Requirements:
**1.** Using the passage on asking the Spirit for truth, decide whether each statement agrees with it: (a) asking for truth is described as asking for a relationship; (b) God is said to care only about what we claim to know about Him; (c) the speaking invitation came from a school. For each, answer yes or no and quote the deciding words.
**2.** From the passage on asking the Spirit for truth, retype the part that opens with the words containing "Here’s how that" and closes with "wants all of us.", character for character.

When we ask for truth, we ultimately ask for the Lord. Asking for truth is thus asking for a relationship. Yes, we want to know what is true, but never in isolation from the One who is truth. So when we ask for truth, we are asking to see the world and ourselves through God's eyes, through a relationship with Him. We are asking to see each facet of our lives from God's perspective, so far as we can as limited, leaning creatures.
Here’s how that looked in my situation: “Spirit, help me. How do I see this request to speak at a church not just in relation to my excitements and fears and doubts, but in relation to You and what You are doing in my life and in the lives of those around me?”
That’s a big question, isn’t it? Much bigger than simply asking God what is true from a theological standpoint. But God is interested in far more than what we claim to know about Him. He is deeply interested in what He knows about us. That’s not to belittle the importance of doctrine, of theology. It is only to show that God wants more from us than our theology. He wants all of us.
In answer to that prayer, the Spirit led me to think of the prophet Samuel’s words to the people of Israel: “The LORD will not abandon his people, because of his great name and because he has determined to make you his own people.” (1 Samuel 12:22). Do you know what God is doing right now? He's making a people for Himself in Jesus Christ, a people who can only be properly described as being destined for oneness with Him (John 17). God is making a cohort for eternal communion. All over the world, and wherever they are spiritually, people whom God foreknew and foreloved are being called, justified, and glorified (Romans 8:30)—often in a process so slow and quiet that we feel like caterpillars in a chrysalis. Will we ever get out of our little shell and grow? Will we ever fly? The Spirit replies to these questions: Already and not yet. God is sending me, a caterpillar, to encourage them—the others. He is sending me to encourage them with His words—words from the God-breathed Scriptures (2 Timothy 3:16–17). While my anxiety pushes me to think of myself, asking the Spirit for help in the truth is pushing me to think of others. This request to speak is not about me—my fears, my abilities, my ambitions, my feelings. This is about others. This is about a branch of God’s holy caterpillars in chrysalis.

Data:
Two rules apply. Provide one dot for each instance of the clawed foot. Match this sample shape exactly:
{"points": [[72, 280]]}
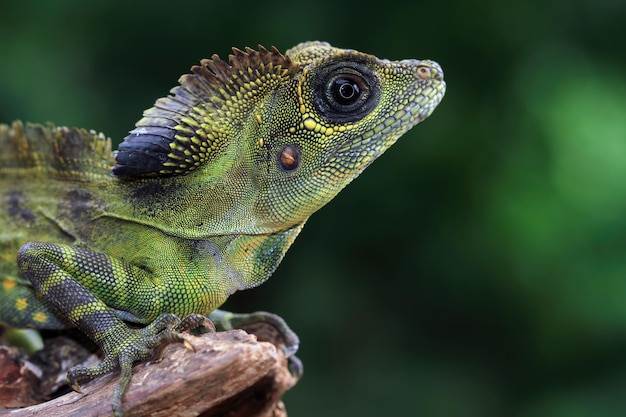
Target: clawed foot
{"points": [[267, 327], [124, 346]]}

The answers:
**1.**
(a) Yes: "Asking for truth is thus asking for a relationship."
(b) No: "But God is interested in far more than what we claim to know about Him."
(c) No: "How do I see this request to speak at a church"

**2.**
Here’s how that looked in my situation: “Spirit, help me. How do I see this request to speak at a church not just in relation to my excitements and fears and doubts, but in relation to You and what You are doing in my life and in the lives of those around me?”
That’s a big question, isn’t it? Much bigger than simply asking God what is true from a theological standpoint. But God is interested in far more than what we claim to know about Him. He is deeply interested in what He knows about us. That’s not to belittle the importance of doctrine, of theology. It is only to show that God wants more from us than our theology. He wants all of us.